Textauszug
<<<<

Da sind die kehligen Laute der Kamele, die ältere Reisende bis an ein Plateau unterhalb des Gipfels tragen. Der liegt auf fast 2.300 Metern (2.285 m). Am Horizont flirrt erst ein Streifen Altrosa, dann glüht die Welt, als würde sie aus Licht neu geboren. Ist hier Mose das erste Mal seinem Gott begegnet? Es ist nicht ganz klar, ob der biblische Horeb mit dem Berg Sinai identisch ist. Jedenfalls heißt es von dem Berg Gottes: Dort hütet Mose die Schafe seines Schwiegervaters. Er kommt zu einem Dornbusch. Der steht in Flammen, aber verbrennt nicht. Mose tritt näher. "Ich bin, der ich sein werde", spricht die Stimme Gottes aus dem Feuer. Mit diesen Worten offenbart sich der unsichtbare Schöpfer und wird für Mose zum persönlichen Gott.
Auch Jesus offenbart seine Göttlichkeit auf einem Gipfel (Matthäus 17,1-13, Markus 9,2-13, Lukas 9,28-36). Manche glauben, dass es der Berg Tabor gewesen sei, eine kegelförmige Erhebung von 600 Metern im Norden Israels. Jesus schwebt, sein Äußeres wird durchscheinend. Sein Gesicht leuchtet wie die Sonne. Neben ihm erscheinen die Bergsteiger des Alten Bundes: Mose und Elia.
Elia ist viele Jahrhunderte nach Mose auf den Gottesberg geklettert, den Horeb (1. Könige 19). Auch ihm offenbart sich dort Gott. Aber anders, als er das gegenüber Mose getan hat. Elia zeigt er sich en passant, im Vorübergehen. Erst kommt ein Wind, der die Berge zerreißt, dann ein Erdbeben, dann ein Feuer. Aber Gott ist in all dem nicht. Erst "in einem verschwebenden Schweigen" spürt Elia: Gott ist da. Und Elia verhüllt sein Gesicht.

>>>>

Zu erledigen
[1] Welche Höhe gibt der Textauszug für den Berg Tabor an?
[2] Übertrage den Satz „Erst kommt ein Wind, der die Berge zerreißt, dann ein Erdbeben, dann ein Feuer.“ aus dem Textauszug ins Englische.

Vorliegende Daten
<<<<

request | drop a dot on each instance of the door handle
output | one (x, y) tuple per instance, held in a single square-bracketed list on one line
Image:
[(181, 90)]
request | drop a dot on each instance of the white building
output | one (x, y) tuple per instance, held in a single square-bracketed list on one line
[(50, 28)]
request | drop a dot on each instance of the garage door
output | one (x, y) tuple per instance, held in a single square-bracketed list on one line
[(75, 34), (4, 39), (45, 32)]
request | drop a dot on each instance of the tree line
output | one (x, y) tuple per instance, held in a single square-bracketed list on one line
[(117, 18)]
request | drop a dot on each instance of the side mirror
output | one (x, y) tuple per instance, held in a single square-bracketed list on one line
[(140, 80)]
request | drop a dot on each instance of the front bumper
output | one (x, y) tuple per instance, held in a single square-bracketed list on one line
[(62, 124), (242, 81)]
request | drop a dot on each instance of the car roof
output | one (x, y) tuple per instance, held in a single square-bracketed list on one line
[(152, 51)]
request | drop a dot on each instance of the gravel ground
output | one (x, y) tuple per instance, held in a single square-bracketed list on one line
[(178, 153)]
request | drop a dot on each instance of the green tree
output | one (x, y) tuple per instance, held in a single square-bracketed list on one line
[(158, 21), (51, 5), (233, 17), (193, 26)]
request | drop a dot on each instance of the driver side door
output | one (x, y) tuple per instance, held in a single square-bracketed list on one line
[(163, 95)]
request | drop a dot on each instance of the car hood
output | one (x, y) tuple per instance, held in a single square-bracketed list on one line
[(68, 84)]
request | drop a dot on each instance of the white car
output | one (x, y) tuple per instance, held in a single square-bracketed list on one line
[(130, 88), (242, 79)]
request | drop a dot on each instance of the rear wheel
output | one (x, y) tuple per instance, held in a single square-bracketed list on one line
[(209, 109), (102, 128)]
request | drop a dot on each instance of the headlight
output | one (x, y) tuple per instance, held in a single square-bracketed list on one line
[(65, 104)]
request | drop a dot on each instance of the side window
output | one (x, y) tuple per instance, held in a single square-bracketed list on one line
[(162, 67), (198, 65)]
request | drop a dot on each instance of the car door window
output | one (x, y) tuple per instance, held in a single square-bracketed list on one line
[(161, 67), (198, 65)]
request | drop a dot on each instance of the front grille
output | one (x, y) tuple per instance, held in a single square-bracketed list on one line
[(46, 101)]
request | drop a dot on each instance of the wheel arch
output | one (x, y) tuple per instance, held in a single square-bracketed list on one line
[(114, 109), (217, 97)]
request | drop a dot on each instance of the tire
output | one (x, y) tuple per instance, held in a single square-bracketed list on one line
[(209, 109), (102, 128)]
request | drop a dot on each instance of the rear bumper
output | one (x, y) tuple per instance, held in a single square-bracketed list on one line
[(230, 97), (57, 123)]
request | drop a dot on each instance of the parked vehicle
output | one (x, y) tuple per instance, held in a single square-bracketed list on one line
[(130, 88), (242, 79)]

>>>>

Lösungen
[1] 600 Meter.

[2] First comes a wind that tears the mountains apart, then an earthquake, then a fire.